Exercises
A) In the wildfire smoke article, rewrite the paragraph beginning "Those in sensitive groups" as a bulleted list that keeps its main facts.
B) Copy the wildfire smoke article word for word, from "Air quality in Genesee County is" to "County Health Department.".

Genesee County, MI—With smoke from Canadian wildfires affecting air quality in Genesee County, officials are advising residents to reduce time spent outdoors. 

An air quality advisory issued by the Michigan Department of Environment, Great Lakes, and Energy (EGLE) is in effect for Genesee County until noon of Friday, June 9, 2023.

“The main message is that air quality has deteriorated because of Canadian wildfires to our north and smoke traveling down on north winds,” Jim Haywood, a senior meteorologist in EGLE’s Air Quality Division, said in an email. 

Overall, the EGLE advisory noted that levels of fine particulate are expected to be unhealthy for sensitive groups, with some hours reaching the next level of concern, which is the unhealthy range. In this range, “everyone who is active outdoors may experience effects. Members of sensitive groups are likely to experience more serious effects,” the U.S. Environmental Protection Agency (EPA) states.

Those in sensitive groups include individuals with asthma, heart or lung conditions and older adults, Haywood said. He advised them to limit strenuous outdoor activities. If that’s unavoidable, he recommended wearing high-quality masks, such as N95 masks.

Haywood added that “higher levels of fine particulates can survive indoors. In most cases, if you have central air conditioning, your home filtration system should weed out most of the particulates. If you don’t have central air/filtration or depend on fans and open windows, your indoor air could be just as bad as outdoor air.”

Air quality in Genesee County is expected to get worse tomorrow, according to Dr. Pamela Hackert, the medical health officer at the Genesee County Health Department.

“The changing weather pattern makes it difficult to accurately predict when the worst of the smoke will be in Genesee County and how long it will stay, but the current forecast is that Friday, June 9th will be the worst,” she said in a statement. 

Hackert advised the broader public in the county to opt for less physically taxing activities, like walking instead of running, and shortening the time they spend outdoors.

Records supplied

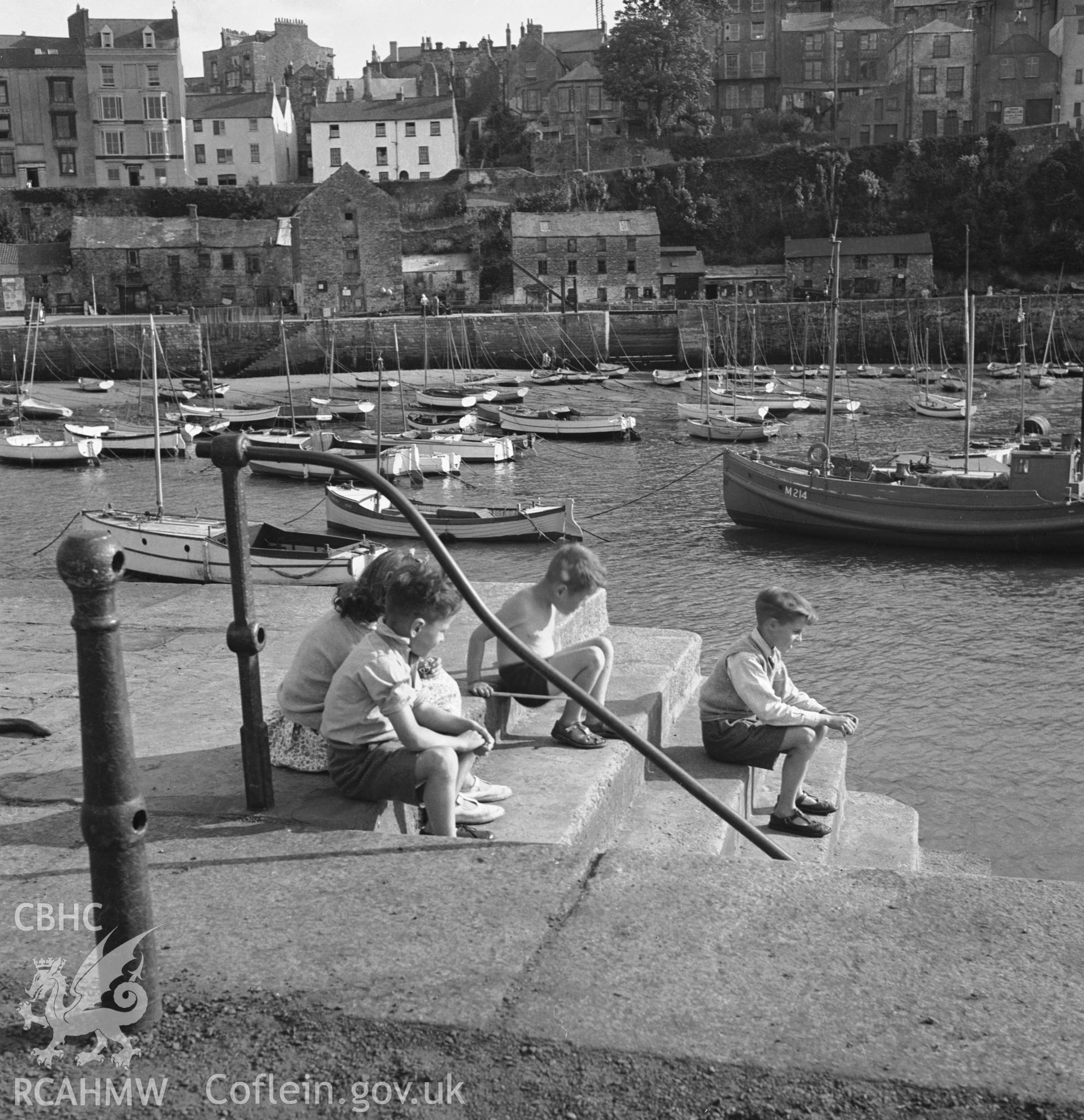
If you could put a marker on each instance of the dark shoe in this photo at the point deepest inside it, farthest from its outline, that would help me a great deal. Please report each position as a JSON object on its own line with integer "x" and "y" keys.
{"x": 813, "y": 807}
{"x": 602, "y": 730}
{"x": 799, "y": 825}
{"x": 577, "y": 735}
--
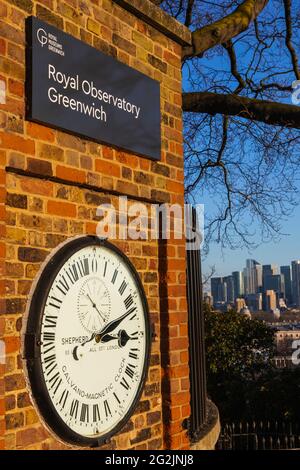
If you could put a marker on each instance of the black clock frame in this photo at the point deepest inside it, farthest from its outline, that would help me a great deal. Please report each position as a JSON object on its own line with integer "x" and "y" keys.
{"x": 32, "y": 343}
==
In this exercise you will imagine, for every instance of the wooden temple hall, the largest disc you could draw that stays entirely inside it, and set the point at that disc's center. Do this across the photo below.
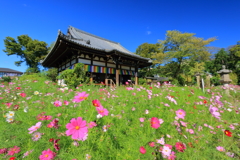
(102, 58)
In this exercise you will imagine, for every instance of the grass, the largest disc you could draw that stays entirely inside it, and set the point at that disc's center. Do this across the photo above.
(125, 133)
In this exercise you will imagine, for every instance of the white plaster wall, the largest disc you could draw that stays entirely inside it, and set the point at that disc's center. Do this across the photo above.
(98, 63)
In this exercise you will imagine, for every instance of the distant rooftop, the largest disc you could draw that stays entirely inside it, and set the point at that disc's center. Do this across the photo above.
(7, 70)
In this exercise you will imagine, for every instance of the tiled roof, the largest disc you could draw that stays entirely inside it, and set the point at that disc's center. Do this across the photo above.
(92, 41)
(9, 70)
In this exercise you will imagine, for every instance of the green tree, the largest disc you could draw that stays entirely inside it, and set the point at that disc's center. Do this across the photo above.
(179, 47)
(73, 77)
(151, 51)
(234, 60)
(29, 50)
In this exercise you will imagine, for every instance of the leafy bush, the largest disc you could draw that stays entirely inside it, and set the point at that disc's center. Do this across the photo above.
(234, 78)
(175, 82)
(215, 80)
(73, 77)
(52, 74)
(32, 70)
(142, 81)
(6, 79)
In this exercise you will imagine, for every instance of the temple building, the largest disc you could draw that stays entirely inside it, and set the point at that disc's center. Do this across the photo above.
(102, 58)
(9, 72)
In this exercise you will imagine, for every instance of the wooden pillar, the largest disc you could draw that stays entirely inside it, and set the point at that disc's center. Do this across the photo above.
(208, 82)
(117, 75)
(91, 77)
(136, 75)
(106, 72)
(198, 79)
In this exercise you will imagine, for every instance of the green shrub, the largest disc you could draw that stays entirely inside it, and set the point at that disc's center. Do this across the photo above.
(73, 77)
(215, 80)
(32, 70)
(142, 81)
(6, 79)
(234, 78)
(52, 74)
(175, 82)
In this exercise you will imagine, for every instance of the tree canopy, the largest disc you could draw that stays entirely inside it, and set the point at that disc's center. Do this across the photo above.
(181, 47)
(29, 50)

Outputs for the tasks
A)
- According to Haywood, sensitive groups include people with asthma, people with heart or lung conditions, and older adults.
- He advised them to limit strenuous outdoor activities.
- If that can't be avoided, he recommended high-quality masks such as N95 masks.

B)
Air quality in Genesee County is expected to get worse tomorrow, according to Dr. Pamela Hackert, the medical health officer at the Genesee County Health Department.